> _Records for the exercise_
:::

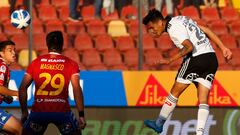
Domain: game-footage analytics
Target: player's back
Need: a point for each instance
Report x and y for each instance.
(52, 74)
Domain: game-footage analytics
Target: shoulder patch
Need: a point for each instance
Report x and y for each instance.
(3, 68)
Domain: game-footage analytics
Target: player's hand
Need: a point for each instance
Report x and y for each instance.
(24, 117)
(82, 122)
(227, 53)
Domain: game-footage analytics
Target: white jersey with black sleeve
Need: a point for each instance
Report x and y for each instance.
(181, 28)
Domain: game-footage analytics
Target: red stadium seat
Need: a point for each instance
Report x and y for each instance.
(191, 12)
(229, 41)
(74, 28)
(112, 57)
(131, 57)
(37, 27)
(54, 25)
(129, 12)
(10, 30)
(152, 56)
(133, 28)
(103, 42)
(98, 67)
(2, 37)
(235, 28)
(111, 16)
(210, 14)
(60, 3)
(83, 42)
(47, 13)
(43, 3)
(91, 58)
(164, 42)
(39, 42)
(164, 12)
(148, 42)
(63, 12)
(125, 43)
(72, 54)
(4, 14)
(218, 27)
(21, 41)
(235, 61)
(229, 14)
(88, 13)
(96, 27)
(119, 67)
(15, 66)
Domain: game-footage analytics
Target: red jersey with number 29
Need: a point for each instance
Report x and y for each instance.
(51, 74)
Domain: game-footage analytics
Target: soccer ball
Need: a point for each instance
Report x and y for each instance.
(20, 19)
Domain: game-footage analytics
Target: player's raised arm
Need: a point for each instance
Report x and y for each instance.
(78, 97)
(226, 52)
(27, 80)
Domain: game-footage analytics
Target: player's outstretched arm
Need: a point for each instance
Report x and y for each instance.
(226, 52)
(27, 80)
(78, 97)
(7, 92)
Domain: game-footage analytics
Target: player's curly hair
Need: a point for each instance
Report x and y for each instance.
(152, 16)
(3, 44)
(54, 41)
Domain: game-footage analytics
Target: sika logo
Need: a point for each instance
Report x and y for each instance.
(218, 96)
(153, 94)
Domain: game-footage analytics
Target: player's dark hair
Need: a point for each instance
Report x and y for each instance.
(54, 41)
(152, 16)
(3, 44)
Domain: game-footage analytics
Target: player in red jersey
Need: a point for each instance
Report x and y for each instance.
(52, 74)
(8, 123)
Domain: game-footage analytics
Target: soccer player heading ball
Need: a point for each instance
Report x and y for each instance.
(52, 74)
(199, 64)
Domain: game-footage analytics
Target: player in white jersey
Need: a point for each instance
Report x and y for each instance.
(199, 64)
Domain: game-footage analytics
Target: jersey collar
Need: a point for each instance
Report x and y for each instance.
(167, 25)
(54, 53)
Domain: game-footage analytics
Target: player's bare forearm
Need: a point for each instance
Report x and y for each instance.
(27, 80)
(7, 92)
(213, 37)
(187, 48)
(77, 91)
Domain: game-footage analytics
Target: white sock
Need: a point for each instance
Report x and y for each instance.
(203, 112)
(167, 108)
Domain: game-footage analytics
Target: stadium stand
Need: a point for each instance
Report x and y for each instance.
(210, 14)
(23, 57)
(103, 43)
(95, 38)
(191, 12)
(73, 28)
(83, 42)
(96, 27)
(117, 28)
(124, 43)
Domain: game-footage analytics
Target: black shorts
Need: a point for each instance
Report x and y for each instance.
(201, 69)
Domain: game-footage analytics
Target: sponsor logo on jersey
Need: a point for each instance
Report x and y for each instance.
(218, 96)
(3, 68)
(2, 76)
(153, 94)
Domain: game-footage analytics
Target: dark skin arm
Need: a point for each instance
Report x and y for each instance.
(225, 51)
(78, 97)
(27, 80)
(187, 48)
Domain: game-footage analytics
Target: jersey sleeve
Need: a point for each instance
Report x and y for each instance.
(30, 68)
(179, 33)
(75, 68)
(3, 71)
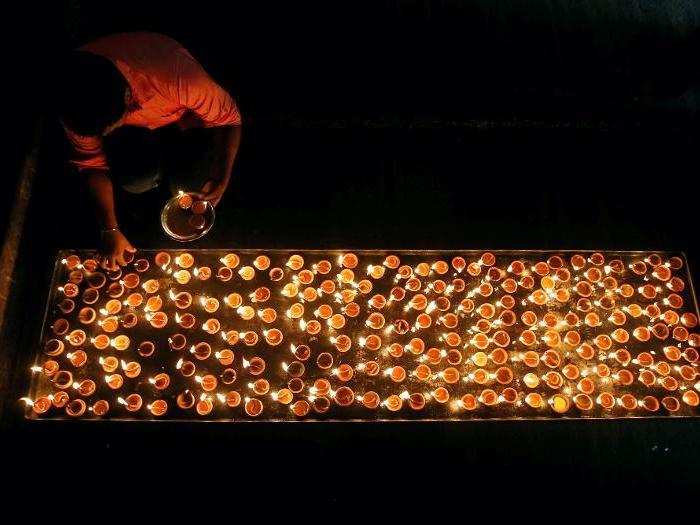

:::

> _Task details_
Pick out every line in the items above that contains the word "player", and copy each one.

> _Output below_
Target: player's back
Target: player's hand
Target: player's raised arm
Target: player's outstretched arm
Target: player's curly hair
Target: player's dark hair
Target: player in red jersey
Target: soccer player heading ball
Target: player in white jersey
Target: player's bare forearm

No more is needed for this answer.